> _Supplied passage_
.....

Did you know that about 2 million people in the US and about 1 percent of the global population have Celiac disease? 
Celiac disease patients experience a strong immune response and inflammation when eating gluten or foods with gluten. Symptoms include bloating, diarrhea, constipation, and abdominal pain. In the long run, if the patient does not adhere to gluten-free diet, the disease may damage the lining of the gastrointestinal tract and lead to malnutrition. 
Besides Celiac disease patients, other people also stick to a gluten-free diet to improve their symptoms:
- Gluten intolerant people
- People allergic to gluten
- Individuals with other health issues: headaches, weight gain, fatigue, and depression.
However, there is no evidence supporting the gluten-free diet is effective in the management of these symptoms.
But can you adhere to Mediterranean diet if you are allergic/intolerant to gluten or have Celiac disease? In short: yes!
This article guides you through the details and gives you tips on how to combine Gluten-free diet with the Mediterranean diet.
Let’s dive in!
What is a gluten-free diet?
As the name suggests, gluten-free diet excludes foods that contain gluten, focusing on plant-based and gluten-free foods. Gluten is a complex protein mainly found in grains. Generally, this protein is not dangerous or toxic to the human body, except for the cases when the person is Celiac disease, allergy or intolerance to it.
Gluten-free diet food list  :
- Rice (gluten-free)
- Legumes (lentils, peas, chickpeas, beans)
- Dairy foods (milk, butter, yogurt, cream)
- Gluten-free fortified foods
- Naturally gluten-free grains: amaranth, millet, corn, flax, buckwheat, quinoa, tapioca, soy
- Processed grains that have their gluten artificially removed (usually indicated on the product packaging)
- Gluten-free flour, pasta, bread and pastries
Foods to avoid gluten-free diet:
- Processed and packaged foods (often contain added gluten to improve texture)

.....

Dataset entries

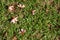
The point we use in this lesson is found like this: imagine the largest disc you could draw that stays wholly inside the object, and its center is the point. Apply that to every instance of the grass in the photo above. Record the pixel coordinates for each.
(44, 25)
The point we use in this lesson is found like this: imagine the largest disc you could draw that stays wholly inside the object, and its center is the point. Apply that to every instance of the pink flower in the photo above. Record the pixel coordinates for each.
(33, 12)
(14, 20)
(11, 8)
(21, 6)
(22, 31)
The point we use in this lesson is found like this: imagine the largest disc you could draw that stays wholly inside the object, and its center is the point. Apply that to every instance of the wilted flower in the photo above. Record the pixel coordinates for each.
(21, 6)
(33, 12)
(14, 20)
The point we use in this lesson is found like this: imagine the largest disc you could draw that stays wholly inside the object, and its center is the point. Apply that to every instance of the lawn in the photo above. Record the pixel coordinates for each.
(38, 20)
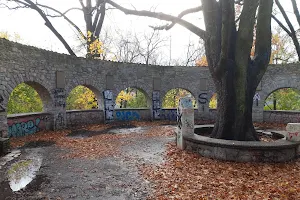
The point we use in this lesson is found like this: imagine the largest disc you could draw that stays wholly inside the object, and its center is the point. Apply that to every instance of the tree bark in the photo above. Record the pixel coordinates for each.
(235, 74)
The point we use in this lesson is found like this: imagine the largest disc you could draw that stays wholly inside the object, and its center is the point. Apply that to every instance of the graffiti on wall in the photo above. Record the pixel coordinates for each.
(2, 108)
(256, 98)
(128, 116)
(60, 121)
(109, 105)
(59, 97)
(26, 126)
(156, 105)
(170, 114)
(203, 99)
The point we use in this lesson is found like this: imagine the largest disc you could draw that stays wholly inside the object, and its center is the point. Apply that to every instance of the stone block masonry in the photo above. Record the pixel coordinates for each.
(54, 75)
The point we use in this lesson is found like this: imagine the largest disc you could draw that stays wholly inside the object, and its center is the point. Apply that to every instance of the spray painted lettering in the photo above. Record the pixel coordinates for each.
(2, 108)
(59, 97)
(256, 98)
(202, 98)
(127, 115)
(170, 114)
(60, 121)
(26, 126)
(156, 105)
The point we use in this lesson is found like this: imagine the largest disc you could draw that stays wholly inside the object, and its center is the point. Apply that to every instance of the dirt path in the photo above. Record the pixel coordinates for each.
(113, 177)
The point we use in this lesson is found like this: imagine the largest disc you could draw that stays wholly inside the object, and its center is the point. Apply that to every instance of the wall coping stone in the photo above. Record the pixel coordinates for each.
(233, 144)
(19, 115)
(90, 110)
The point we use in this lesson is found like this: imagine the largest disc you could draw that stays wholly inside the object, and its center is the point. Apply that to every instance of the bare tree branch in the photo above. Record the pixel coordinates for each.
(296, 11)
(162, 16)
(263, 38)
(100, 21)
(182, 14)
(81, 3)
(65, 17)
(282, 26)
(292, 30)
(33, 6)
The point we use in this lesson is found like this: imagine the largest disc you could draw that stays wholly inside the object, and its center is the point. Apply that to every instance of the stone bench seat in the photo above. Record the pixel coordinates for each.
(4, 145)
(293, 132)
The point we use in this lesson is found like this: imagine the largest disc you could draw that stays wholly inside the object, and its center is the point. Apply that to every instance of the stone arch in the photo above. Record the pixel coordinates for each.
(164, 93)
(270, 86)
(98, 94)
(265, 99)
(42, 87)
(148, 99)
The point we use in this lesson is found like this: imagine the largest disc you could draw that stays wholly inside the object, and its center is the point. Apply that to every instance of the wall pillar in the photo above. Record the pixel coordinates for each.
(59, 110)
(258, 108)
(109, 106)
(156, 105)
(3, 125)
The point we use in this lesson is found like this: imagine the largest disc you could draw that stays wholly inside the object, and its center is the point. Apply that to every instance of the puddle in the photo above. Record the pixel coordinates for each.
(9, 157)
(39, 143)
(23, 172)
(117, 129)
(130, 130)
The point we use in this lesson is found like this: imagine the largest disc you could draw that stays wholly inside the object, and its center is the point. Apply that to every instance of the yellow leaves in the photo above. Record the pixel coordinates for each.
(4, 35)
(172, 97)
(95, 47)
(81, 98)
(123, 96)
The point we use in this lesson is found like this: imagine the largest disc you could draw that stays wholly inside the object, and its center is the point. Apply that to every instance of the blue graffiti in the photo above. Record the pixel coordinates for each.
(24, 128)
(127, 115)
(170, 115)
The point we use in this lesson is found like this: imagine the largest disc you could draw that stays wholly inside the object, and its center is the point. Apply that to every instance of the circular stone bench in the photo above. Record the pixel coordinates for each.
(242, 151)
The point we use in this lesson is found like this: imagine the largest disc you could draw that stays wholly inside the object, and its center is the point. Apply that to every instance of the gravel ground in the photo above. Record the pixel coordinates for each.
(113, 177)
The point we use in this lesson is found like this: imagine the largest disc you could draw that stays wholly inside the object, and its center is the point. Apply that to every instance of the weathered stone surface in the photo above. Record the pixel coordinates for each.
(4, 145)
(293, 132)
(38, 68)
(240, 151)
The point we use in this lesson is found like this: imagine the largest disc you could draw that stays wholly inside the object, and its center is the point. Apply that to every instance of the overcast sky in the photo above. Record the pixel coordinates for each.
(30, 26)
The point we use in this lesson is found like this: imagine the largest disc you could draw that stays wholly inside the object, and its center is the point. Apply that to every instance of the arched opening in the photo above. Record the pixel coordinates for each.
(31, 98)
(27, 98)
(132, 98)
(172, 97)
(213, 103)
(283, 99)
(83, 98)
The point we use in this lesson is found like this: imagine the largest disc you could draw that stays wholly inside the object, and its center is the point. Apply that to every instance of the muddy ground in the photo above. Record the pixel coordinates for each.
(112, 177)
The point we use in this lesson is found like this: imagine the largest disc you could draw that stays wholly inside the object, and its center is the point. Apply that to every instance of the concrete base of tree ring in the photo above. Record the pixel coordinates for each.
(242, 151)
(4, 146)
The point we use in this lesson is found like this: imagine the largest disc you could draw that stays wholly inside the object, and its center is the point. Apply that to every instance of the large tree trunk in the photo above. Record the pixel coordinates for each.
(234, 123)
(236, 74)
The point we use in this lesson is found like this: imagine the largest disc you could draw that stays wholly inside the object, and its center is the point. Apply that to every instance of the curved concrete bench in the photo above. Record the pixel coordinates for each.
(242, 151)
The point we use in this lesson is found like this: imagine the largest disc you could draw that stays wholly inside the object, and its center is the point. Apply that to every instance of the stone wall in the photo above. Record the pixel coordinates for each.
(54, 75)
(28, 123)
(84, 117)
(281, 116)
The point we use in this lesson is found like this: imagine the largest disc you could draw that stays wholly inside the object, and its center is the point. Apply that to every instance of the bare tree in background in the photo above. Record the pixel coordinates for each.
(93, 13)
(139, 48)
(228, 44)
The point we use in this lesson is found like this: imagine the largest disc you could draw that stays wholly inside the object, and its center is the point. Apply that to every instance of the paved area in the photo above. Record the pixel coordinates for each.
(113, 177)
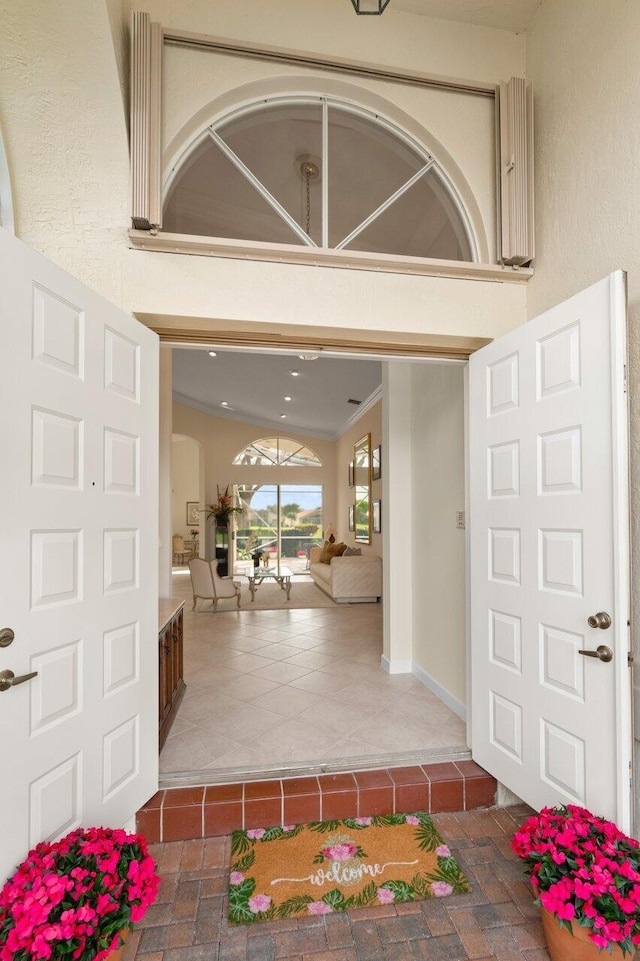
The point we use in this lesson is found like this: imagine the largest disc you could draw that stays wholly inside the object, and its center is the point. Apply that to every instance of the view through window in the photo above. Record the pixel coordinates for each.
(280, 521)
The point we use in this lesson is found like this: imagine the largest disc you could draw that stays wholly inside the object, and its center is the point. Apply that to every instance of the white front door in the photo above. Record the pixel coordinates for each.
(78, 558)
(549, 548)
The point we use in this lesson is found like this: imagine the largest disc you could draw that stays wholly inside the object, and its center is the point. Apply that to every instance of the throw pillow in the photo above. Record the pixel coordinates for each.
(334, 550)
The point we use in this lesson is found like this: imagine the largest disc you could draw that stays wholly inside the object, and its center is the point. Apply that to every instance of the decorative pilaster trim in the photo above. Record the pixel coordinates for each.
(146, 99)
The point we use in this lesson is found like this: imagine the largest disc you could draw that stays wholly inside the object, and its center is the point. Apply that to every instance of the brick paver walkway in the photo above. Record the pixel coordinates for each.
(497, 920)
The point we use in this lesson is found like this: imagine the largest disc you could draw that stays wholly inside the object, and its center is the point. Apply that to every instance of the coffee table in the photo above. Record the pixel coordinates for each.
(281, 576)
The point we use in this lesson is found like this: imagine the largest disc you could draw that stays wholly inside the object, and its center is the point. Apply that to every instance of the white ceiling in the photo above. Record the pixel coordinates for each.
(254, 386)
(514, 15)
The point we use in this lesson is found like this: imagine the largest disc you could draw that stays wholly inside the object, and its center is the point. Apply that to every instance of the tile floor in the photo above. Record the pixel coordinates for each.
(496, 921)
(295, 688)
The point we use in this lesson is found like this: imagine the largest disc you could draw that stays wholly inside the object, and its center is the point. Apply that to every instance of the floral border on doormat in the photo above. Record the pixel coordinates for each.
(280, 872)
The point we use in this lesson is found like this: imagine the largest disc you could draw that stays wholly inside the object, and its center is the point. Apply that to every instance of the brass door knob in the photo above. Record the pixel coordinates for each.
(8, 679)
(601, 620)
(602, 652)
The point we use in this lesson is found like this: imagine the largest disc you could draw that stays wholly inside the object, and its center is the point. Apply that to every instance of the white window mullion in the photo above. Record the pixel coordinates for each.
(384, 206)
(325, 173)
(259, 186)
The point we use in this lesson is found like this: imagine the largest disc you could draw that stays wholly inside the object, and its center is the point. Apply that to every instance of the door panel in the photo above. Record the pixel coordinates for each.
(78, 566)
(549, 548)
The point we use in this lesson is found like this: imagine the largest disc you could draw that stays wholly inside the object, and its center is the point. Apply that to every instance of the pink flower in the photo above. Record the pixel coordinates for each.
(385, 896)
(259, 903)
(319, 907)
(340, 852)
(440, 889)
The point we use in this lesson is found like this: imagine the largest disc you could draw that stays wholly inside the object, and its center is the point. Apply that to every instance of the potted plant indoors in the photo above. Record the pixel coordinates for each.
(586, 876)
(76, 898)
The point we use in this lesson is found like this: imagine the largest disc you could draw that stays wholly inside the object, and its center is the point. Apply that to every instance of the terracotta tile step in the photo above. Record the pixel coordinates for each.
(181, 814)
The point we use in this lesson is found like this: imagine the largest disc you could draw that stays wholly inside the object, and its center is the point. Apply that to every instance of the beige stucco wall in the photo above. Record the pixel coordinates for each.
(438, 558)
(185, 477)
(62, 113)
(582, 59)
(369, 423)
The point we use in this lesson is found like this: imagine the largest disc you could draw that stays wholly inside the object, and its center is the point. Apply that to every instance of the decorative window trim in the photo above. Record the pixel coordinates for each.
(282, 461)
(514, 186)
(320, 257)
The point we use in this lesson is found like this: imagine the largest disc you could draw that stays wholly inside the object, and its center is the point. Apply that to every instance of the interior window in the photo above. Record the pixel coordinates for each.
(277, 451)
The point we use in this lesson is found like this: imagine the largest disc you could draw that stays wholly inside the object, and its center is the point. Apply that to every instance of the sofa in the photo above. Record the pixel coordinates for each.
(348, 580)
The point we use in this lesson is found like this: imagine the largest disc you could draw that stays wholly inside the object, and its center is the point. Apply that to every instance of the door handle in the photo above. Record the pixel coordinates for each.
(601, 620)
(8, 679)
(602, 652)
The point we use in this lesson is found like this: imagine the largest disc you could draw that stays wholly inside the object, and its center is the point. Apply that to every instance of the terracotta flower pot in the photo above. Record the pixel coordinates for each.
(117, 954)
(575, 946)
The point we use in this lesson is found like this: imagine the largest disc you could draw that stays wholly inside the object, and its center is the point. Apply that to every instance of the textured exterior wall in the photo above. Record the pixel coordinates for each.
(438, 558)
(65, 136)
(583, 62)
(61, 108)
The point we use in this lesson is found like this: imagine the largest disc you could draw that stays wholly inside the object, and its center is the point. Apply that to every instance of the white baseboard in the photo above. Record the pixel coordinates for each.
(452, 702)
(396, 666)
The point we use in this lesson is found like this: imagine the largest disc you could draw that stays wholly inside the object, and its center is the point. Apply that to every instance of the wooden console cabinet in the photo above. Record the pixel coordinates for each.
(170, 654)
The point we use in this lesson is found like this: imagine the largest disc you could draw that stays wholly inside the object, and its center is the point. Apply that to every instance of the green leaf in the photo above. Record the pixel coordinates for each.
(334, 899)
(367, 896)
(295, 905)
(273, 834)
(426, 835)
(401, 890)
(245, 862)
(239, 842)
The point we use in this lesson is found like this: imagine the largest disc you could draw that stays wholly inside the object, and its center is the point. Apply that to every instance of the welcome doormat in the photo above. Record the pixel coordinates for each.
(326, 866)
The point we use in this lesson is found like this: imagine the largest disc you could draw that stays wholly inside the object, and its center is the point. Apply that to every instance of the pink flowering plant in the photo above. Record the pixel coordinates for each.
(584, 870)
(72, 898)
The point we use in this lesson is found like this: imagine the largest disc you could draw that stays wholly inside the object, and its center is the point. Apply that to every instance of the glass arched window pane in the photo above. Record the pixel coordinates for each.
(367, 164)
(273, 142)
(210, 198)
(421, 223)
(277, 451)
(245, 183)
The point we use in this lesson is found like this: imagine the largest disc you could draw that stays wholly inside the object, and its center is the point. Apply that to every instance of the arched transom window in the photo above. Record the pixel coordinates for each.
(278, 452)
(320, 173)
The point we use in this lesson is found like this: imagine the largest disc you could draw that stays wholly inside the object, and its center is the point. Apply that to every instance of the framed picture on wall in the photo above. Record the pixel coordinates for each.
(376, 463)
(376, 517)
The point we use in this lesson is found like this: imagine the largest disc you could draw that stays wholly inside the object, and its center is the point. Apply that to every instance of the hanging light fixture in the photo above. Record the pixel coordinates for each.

.....

> _The problem_
Continue the article on combining a gluten-free diet with the Mediterranean diet, picking up right after its last line.

> _Answer for the task_
- Grains containing gluten: wheat, rye, barley, triticale, spelt, graham
- Brewers yeast
- Regular flour, pasta, bread, and pastries
- Oats (contain protein called “avenin” which is similar to gluten)
Autoimmune protocol diet (AIP) also encourages gluten avoidance and is considered a type of gluten-free diet. AIP diet is recommended to people diagnosed with autoimmune conditions, such as Hashimoto, IBD, and chronic inflammation. 
*Keep in mind that eating gluten-free is unlikely to provide you with any health benefits if you don’t have Celiac disease, gluten intolerance, allergy, or autoimmune condition.
Is the Mediterranean diet gluten-free?
No, the Mediterranean diet is not gluten-free, as it includes all types of grains, cereals, pasta, and bread.
This diet is typical for the countries surrounding the Mediterranean sea and encourages the consumption of whole foods, rich in fiber, healthy oils (mainly extra virgin olive oil), and antioxidants. Generally, this diet is considered as plant-based because it limits the intake of meat, poultry, and dairy foods.  Processed foods, deli meat, and refined sugars should also be eaten in moderation.
Mediterranean diet food list:
- Whole grains (pasta, rice, bread, cereals)
- Nuts and seeds
- Fish and seafood poultry (at least twice weekly)
- Dairy foods (in moderation)
- Lean meat (occasionally)
- Vegetable oils (primarily olive oil)
Mediterranean-style dishes are often based on whole grains (which may or may not contain gluten), starchy vegetables like potatoes, seafood, or plant protein.
Is a gluten-free Mediterranean diet possible?
It’s possible to stick to the Mediterranean diet while eating gluten-free food.
Grains to avoid on gluten-free Mediterranean diet:
- Wheat flour
- Commercial oats
Whole grains to eat on gluten-free Mediterranean diet:
- Brown rice
- Wholegrain cornmeal
- Nut/legume/seed flours (almond, hazelnut, soy, beans, peas)
Apart from gluten-containing whole grains, you can eat all the other foods which are part of the Mediterranean diet (list is in the previous section). 
That being said, as the Mediterranean diet limits the intake of red meat to a few times monthly, try to incorporate mainly plant-based foods rich in iron.